De acordo com relatórios da imprensa financeira, o hedge fund Rokos Capital, com sede em Londres, que administra US$ 12,5 bilhões em ativos e tem sido uma espécie de líder de mercado por sucessos passados, perdeu 27% até agora este ano, 18% no mês passado.
Em meio à turbulência no mercado de títulos de curto prazo no mês passado – o Financial Times (FT) a descreveu como um “inferno” – existe uma questão de longo prazo. Ela diz respeito à operação do mercado do Tesouro de 22 trilhões de dólares e ao colapso que sofreu em março de 2020 no início da pandemia.
Esse mercado, que constitui a base do sistema financeiro global, é supostamente o mais líquido e seguro do mundo. No entanto, no início da pandemia, ele praticamente congelou quando não foi possível encontrar compradores para títulos do governo americano. Ao invés da busca por um “porto seguro” nas compras de dívida do governo, houve uma “corrida por dinheiro líquido”.
A opinião universal nos círculos de política financeira é que tal evento, com o potencial de desencadear uma crise superior à de 2008, não pode ser permitido a acontecer novamente.
Uma série de investigações sobre a origem da crise estão sendo feitas. Ela só terminou com a intervenção maciça do Fed, que duplicou seus ativos financeiros, de 4 para mais de 8 trilhões de dólares, praticamente da noite para o dia. Mas ainda não surgiu um diagnóstico definitivo, muito menos uma solução realizável.
Um artigo do colunista do FT, John Dizard, no final de semana, observou que o mercado do Tesouro americano estava “mal equipado para financiar” quaisquer pacotes de gastos que sejam apresentados pelo Congresso. Isso era sabido pelos administradores e reguladores de mercado e eles estão trabalhando no desenvolvimento de uma nova estrutura de mercado.

■ **LINHAS LISTADAS**:
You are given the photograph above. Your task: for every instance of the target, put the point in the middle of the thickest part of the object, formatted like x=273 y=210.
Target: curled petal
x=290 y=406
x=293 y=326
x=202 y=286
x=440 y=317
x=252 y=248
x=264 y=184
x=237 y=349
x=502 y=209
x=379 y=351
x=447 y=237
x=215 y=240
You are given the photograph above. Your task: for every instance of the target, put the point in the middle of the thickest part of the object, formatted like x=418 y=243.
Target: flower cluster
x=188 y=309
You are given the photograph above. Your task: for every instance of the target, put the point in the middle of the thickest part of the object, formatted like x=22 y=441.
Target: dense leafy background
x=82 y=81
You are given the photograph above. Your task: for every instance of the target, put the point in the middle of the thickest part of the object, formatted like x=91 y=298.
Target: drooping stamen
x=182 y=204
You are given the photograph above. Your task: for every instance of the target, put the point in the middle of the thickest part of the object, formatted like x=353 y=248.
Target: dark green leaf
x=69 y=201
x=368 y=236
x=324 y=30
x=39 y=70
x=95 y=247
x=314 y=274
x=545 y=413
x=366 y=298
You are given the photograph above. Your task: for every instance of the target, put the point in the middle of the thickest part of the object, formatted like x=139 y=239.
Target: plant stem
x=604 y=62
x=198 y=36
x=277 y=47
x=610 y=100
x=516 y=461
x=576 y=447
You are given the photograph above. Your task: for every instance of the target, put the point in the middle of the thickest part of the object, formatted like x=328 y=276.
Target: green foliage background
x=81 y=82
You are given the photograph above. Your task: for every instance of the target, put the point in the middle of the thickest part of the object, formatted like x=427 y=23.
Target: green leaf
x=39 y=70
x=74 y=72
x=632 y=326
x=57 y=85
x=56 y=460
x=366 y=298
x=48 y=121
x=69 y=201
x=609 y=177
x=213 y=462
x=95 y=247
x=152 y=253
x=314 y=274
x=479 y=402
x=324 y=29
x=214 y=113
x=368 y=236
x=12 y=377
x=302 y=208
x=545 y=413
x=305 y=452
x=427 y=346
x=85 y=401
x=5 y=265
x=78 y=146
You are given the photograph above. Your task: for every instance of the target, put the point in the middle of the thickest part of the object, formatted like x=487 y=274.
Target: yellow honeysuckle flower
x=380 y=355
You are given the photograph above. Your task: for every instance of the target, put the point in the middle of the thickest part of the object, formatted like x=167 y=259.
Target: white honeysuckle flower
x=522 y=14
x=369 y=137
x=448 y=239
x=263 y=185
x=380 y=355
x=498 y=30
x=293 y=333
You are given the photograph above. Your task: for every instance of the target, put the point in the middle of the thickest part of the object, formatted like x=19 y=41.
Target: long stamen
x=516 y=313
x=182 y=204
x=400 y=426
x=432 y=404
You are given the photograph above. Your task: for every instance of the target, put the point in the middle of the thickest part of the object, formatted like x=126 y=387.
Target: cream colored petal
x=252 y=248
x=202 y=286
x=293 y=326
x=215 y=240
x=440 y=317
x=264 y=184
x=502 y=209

■ **COMO RESOLVER**: Copie literalmente, do texto sobre o mercado do Tesouro americano, o trecho que vai de "Esse mercado, que" até "uma solução realizável.".

■ **RESPOSTA AO EXERCÍCIO**:
Esse mercado, que constitui a base do sistema financeiro global, é supostamente o mais líquido e seguro do mundo. No entanto, no início da pandemia, ele praticamente congelou quando não foi possível encontrar compradores para títulos do governo americano. Ao invés da busca por um “porto seguro” nas compras de dívida do governo, houve uma “corrida por dinheiro líquido”.
A opinião universal nos círculos de política financeira é que tal evento, com o potencial de desencadear uma crise superior à de 2008, não pode ser permitido a acontecer novamente.
Uma série de investigações sobre a origem da crise estão sendo feitas. Ela só terminou com a intervenção maciça do Fed, que duplicou seus ativos financeiros, de 4 para mais de 8 trilhões de dólares, praticamente da noite para o dia. Mas ainda não surgiu um diagnóstico definitivo, muito menos uma solução realizável.